*Data for analysis*

————

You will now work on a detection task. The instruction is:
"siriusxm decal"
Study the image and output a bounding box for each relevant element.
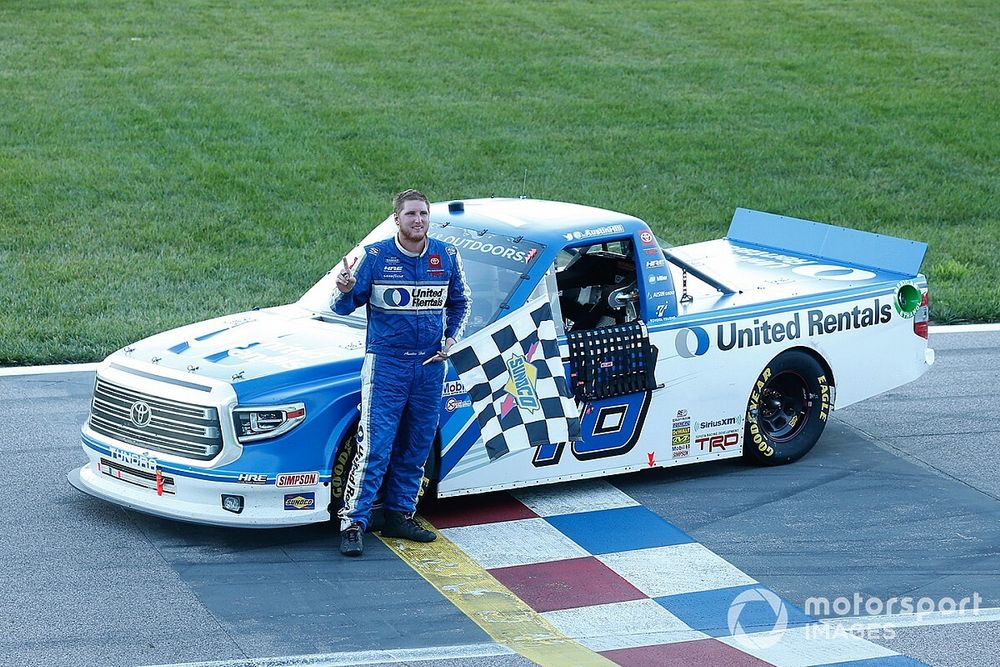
[677,299,893,355]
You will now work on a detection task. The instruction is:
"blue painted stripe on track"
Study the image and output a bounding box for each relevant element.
[545,505,694,554]
[654,583,818,637]
[815,657,929,667]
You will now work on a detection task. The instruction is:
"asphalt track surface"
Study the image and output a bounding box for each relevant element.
[2,330,997,667]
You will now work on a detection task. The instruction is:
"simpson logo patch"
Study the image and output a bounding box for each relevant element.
[276,472,319,487]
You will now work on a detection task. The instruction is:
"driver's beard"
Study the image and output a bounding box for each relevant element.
[399,228,427,247]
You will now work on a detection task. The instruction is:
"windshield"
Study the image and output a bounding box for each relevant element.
[298,217,545,336]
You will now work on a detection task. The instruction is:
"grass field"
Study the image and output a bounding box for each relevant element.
[1,1,997,365]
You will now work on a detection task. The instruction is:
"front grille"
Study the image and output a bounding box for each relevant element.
[89,378,223,460]
[98,457,176,494]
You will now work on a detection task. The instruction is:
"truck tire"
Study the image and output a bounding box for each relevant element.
[329,425,439,529]
[744,350,833,465]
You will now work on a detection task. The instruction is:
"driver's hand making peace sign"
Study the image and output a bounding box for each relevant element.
[335,256,357,293]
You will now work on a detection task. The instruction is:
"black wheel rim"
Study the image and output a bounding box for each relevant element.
[758,371,810,442]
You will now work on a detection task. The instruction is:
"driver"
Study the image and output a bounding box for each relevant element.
[332,190,470,557]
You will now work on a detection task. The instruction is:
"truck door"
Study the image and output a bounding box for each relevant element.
[534,237,659,466]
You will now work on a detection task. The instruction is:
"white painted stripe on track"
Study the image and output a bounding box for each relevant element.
[598,542,757,598]
[441,516,589,569]
[139,642,516,667]
[542,598,709,652]
[513,478,639,516]
[0,362,98,376]
[820,606,1000,630]
[718,625,897,667]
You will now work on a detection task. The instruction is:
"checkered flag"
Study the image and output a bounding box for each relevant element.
[449,296,582,461]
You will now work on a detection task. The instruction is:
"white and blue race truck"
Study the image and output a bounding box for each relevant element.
[69,198,933,527]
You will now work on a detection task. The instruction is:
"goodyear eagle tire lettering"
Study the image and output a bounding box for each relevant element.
[744,350,832,466]
[328,424,438,528]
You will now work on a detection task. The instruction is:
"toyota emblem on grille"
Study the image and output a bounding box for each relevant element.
[130,401,152,427]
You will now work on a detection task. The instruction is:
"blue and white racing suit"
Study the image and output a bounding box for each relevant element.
[333,235,470,530]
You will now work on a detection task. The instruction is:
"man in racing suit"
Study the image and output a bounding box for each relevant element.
[332,189,470,557]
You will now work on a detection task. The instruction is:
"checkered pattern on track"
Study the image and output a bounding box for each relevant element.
[423,481,925,667]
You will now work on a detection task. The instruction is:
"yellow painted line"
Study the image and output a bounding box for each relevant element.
[379,519,615,667]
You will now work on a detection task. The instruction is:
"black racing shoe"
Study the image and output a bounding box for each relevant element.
[381,511,436,543]
[340,524,364,557]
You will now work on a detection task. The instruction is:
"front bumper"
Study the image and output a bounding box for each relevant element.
[69,445,331,528]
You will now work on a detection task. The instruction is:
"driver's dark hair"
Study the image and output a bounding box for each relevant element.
[393,189,429,216]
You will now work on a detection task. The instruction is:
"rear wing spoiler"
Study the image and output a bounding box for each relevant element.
[727,208,928,277]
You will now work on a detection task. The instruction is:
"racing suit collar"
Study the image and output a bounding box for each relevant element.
[394,233,428,258]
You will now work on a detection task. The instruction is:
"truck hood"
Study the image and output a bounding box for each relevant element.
[112,305,366,384]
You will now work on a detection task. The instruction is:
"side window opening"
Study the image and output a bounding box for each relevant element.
[555,239,639,333]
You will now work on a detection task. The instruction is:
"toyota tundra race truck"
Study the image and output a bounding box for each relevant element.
[68,198,934,527]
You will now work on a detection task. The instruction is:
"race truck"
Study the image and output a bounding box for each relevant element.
[68,198,934,527]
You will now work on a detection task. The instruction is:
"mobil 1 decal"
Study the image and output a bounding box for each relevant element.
[675,298,893,357]
[532,391,651,467]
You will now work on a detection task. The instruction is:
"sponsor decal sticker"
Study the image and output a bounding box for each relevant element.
[639,231,655,245]
[894,281,922,318]
[443,379,466,396]
[672,409,692,458]
[699,417,739,430]
[445,397,472,412]
[237,473,268,485]
[110,447,157,473]
[431,234,531,263]
[675,327,712,358]
[284,493,315,510]
[562,224,626,241]
[378,286,447,309]
[276,472,319,488]
[645,259,667,269]
[697,431,740,452]
[503,353,540,413]
[677,300,893,357]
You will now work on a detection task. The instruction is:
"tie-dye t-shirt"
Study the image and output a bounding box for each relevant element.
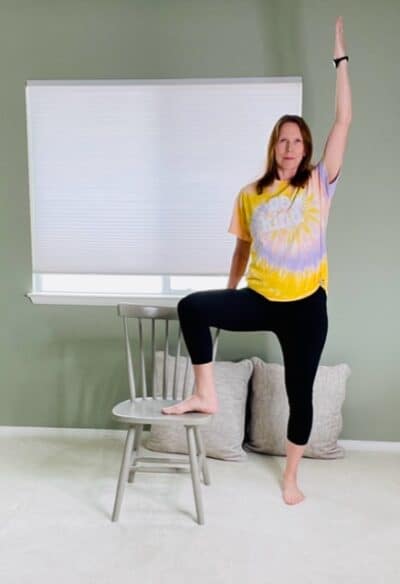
[228,161,340,301]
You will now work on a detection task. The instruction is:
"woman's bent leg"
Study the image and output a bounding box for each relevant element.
[162,288,271,415]
[178,288,269,364]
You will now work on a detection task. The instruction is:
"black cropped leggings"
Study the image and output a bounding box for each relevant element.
[177,286,328,446]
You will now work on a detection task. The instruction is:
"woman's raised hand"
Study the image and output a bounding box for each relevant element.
[334,16,347,58]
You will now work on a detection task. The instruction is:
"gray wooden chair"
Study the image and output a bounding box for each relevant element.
[111,304,220,525]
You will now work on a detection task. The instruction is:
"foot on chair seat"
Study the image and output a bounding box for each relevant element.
[162,394,218,415]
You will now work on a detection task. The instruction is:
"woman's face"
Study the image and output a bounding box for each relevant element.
[274,122,305,174]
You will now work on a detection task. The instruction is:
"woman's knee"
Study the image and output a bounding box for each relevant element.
[177,291,204,320]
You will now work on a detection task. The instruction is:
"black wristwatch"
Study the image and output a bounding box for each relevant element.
[333,55,349,68]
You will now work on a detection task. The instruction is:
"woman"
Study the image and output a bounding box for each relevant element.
[163,16,352,506]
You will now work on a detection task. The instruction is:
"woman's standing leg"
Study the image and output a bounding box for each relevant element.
[162,288,272,414]
[276,287,328,504]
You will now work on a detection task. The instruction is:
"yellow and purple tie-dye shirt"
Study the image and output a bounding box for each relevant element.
[228,161,339,301]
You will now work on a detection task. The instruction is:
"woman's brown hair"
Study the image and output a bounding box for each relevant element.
[255,115,313,194]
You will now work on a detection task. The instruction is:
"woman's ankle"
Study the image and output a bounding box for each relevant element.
[283,472,297,483]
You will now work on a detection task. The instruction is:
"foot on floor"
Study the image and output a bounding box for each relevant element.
[282,477,305,505]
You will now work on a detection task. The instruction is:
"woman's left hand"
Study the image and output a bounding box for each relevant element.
[334,16,347,58]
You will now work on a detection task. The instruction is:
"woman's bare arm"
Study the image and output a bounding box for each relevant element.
[227,238,251,289]
[322,16,352,183]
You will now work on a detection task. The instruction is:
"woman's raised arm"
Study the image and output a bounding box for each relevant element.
[322,16,352,183]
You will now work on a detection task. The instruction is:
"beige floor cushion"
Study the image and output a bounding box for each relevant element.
[245,358,351,459]
[146,352,253,461]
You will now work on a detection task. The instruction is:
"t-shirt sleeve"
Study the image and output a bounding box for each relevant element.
[227,191,252,242]
[317,160,341,199]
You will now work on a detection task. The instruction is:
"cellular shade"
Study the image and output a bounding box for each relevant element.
[26,78,302,275]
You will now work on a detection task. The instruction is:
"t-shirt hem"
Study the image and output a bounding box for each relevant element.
[247,283,327,302]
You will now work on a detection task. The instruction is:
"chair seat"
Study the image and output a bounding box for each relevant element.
[112,398,213,426]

————

*Action item*
Please return all of the entries word for word, excluding the pictures.

*Solution to this task*
You will now work on a detection task. The instruction is:
"siriusxm decal"
Study the image and output a bounding box for each relevant element.
[677,299,893,355]
You will now work on a detection task. The instruction is:
"blue painted stripe on track"
Study the image and output a bounding box for each relevant element.
[545,505,694,554]
[654,583,818,637]
[815,657,929,667]
You will now work on a detection task. The instruction is:
"asphalt track surface"
Study the image and output a bounding box for each relevant element.
[2,330,997,667]
You will now work on a detection task. The instruction is:
"simpson logo patch"
Study the image and output a bounding box for each relevant element.
[276,472,319,487]
You will now work on a detection task. The instruction is:
"driver's beard"
Study the image and output a bounding box for each relevant element.
[399,228,427,247]
You will now work on a detection task. The instruction is:
"windshield"
Study the image and output a bounding box for each relevant element.
[298,217,545,336]
You will now work on a detection task. The instruction is:
"grass field"
Study the image and output a bounding box for each relevant element.
[1,1,997,365]
You will now work on a detection task. The instruction is:
"front grille"
Study the image and output a bounding box for each relevant element.
[89,378,223,460]
[98,457,176,494]
You will now work on a detection task. The instruction is:
"truck tire"
Study the image and output a bounding box for each relevant element.
[329,425,439,529]
[744,350,833,465]
You will now work on a detection task. The instruction is:
"driver's hand making peace sign"
Study the image and output a bounding box for each relevant element.
[335,256,357,293]
You will now work on a detection task. The instruction is:
"black wheel rim"
Study the image and output a bounding box for each relevant element.
[758,371,810,442]
You will now work on a detection task. The instruction is:
"driver"
Study the image and output a bounding box for each relevant element.
[332,190,470,557]
You will now work on a detection task. The instruction is:
"truck door"
Study the image and output a bounding box for each relevant element.
[534,237,659,466]
You will now work on a detection task. The instruction is:
"white painted stripe on track"
Study the image and output a bounding box for each relevant element.
[598,542,757,598]
[441,516,589,569]
[139,642,516,667]
[542,598,709,652]
[513,478,639,516]
[0,362,98,376]
[820,606,1000,630]
[718,625,897,667]
You will now work on a detection task. The instruction is:
"checkered flag"
Study the image and output a bounding box for each relevant element.
[449,296,582,461]
You will now work on a detection task. The instruction is:
"white and blue race truck"
Study the image and output a bounding box for each relevant element.
[69,198,933,527]
You will now work on a detection task. The instruction is:
"goodyear eagle tire lettering"
Study the image and output a bounding box for each relevant element.
[744,350,832,466]
[328,424,438,528]
You will now work on a detection task. The instruction is:
"toyota emblem on grille"
Study the image and output a bounding box for each relevant element.
[130,401,152,427]
You will now work on a detection task. The instruction is:
"blue and white racing suit"
Study the image and output a bounding box for each relevant element.
[333,235,470,530]
You will now work on a detection task. The instruction is:
"man in racing suit"
Study the image and output a bounding box for each relevant element.
[332,189,470,557]
You will now work on a detection task. The instruction is:
"checkered pattern on track"
Study the image and output a bounding box for each relevant element.
[423,481,925,667]
You will now work on a detection task. The instruction is:
"yellow painted line"
Study the image and output a bounding box for each relevant element.
[379,519,615,667]
You will now work on a detection task. The instruction is:
"black racing shoe"
Study the image and output a bounding box for each relevant element.
[381,511,436,543]
[340,524,364,557]
You will now work on a detection task. The instruction is:
"front bumper"
Study the image and output a bounding box for each relevant element.
[69,445,331,528]
You will now work on a detection task. The instruction is:
"driver's dark hair"
Study the image and output a bounding box for each relevant element.
[393,189,429,216]
You will now work on a detection task. The instruction is:
"rear wing spoiler"
Study the image and output a bounding box for each relevant element.
[727,208,928,277]
You will now work on a detection task. The instruction is:
"racing suit collar"
Study the image and output a bounding box for each relevant element.
[394,233,428,258]
You will now work on a detection task. The instruction is:
"truck hood"
Study the image and output a bounding box for each relevant element.
[112,305,366,384]
You will now work on a detection task. The instruction is:
"side window opening"
Study the image and output a bounding box for each relevant element.
[555,239,639,333]
You will now work on a detection task. The instruction is:
"toyota tundra race truck"
Study the image and output a bounding box for each relevant element.
[68,198,934,527]
You will now work on a detection task. The instruction is:
"race truck"
Study the image and output a bounding box for each relevant element.
[68,198,934,527]
You will now work on a detection task. The instruction is:
"mobil 1 decal"
Study the image and output a bounding box for each relevant element.
[675,298,893,357]
[532,391,651,467]
You will now work on a detection task. The instruction is:
"sponsor decal sticker"
Study the image and output a bounding box for each relevant element.
[639,231,655,245]
[894,281,922,318]
[443,379,466,396]
[672,409,692,458]
[699,417,739,430]
[445,397,472,412]
[237,473,268,485]
[110,447,157,473]
[431,234,531,263]
[675,327,712,358]
[284,493,315,510]
[562,224,626,241]
[378,286,447,309]
[276,472,319,488]
[645,259,667,269]
[697,431,740,452]
[503,353,540,413]
[677,300,893,357]
You will now work on a detection task. The instruction is:
"tie-dye t-shirt"
Study the image and output a bounding box for each relevant element.
[228,161,340,301]
You will now work on a detection task. The instruction is:
"woman's bent leg"
Study the image and output a bounding box for each relevant element.
[162,288,271,415]
[178,288,269,364]
You will now work on a detection task. The instruction is:
"black cropped leggings"
Study the image and output a bounding box for each relevant element.
[177,286,328,446]
You will now work on a detection task. The instruction is:
"woman's raised hand"
Study the image and output a bounding box for each relevant element.
[334,16,347,58]
You will now work on a detection task. The instruction is:
"gray wooden chair"
Study the image and output a bounding box for each relevant element.
[111,304,220,525]
You will now work on a detection task. The instruction is:
"foot on chair seat"
Study the image and output a bounding box for each relevant element.
[162,394,218,415]
You will now work on a detection task. The instruction is:
"woman's face"
Study the image and output a bounding box for each relevant element.
[274,122,305,174]
You will now work on a detection task. The instruction is:
"woman's knee"
Study the image and output a bounding box for each relevant element.
[177,291,204,320]
You will now work on a detection task. The instruction is:
"black wristwatch"
Study the image and output a bounding box for each relevant element.
[333,55,349,68]
You will now work on a detection task. The instruction is:
"woman"
Study the image and output a bounding box for each relevant element.
[163,16,352,506]
You will now work on a detection task. The instruction is:
"woman's standing leg"
Study the image and output a bounding box for each relevant element.
[162,288,272,414]
[276,287,328,504]
You will now work on a detection task. The instruction is:
"yellow and purple tie-dye shirt"
Study the image and output a bounding box for each relevant element.
[228,161,339,301]
You will now work on a detection task. The instruction is:
"woman's brown hair"
Study the image and output a bounding box for each relevant element.
[255,115,313,194]
You will now work on a detection task. The instruction is:
"woman's ankle"
Study the image and output a bounding box for each relevant element.
[283,472,297,483]
You will now work on a detection task. The instruction is:
"foot on floor"
Study the image and output a bounding box for each relevant element.
[282,477,305,505]
You will now work on a detection task. The instruction is:
"woman's left hand"
Study the image and output a bounding box for each relevant element.
[334,16,347,58]
You will now work on a detection task. The instruction is:
"woman's bare arm"
Study the image and output a bounding box for each relevant element.
[227,238,251,289]
[322,16,352,183]
You will now work on a detection task. The instruction is:
"woman's raised arm"
Study the image and output a bounding box for each relevant element.
[322,16,352,183]
You will now work on a detection task. The instruction is:
"beige floor cushion"
Study the image and output a bounding box for each relevant element.
[245,358,351,459]
[146,352,253,461]
You will now work on a detection task. The instruction is:
"t-shirt sleeve"
Study the image and output a bounding box for each relevant element.
[227,191,252,242]
[317,160,341,199]
You will now work on a detection task. The instruction is:
"cellular shade"
Study the image and output a bounding box for each relevant element.
[26,78,302,275]
You will now work on a detection task. The instruction is:
"t-shirt hem"
Study the image and output a bounding box for each relevant element.
[247,283,327,302]
You will now work on a detection task. The instruction is:
"chair seat"
Study the image and output a bounding box for each relevant element.
[112,398,213,426]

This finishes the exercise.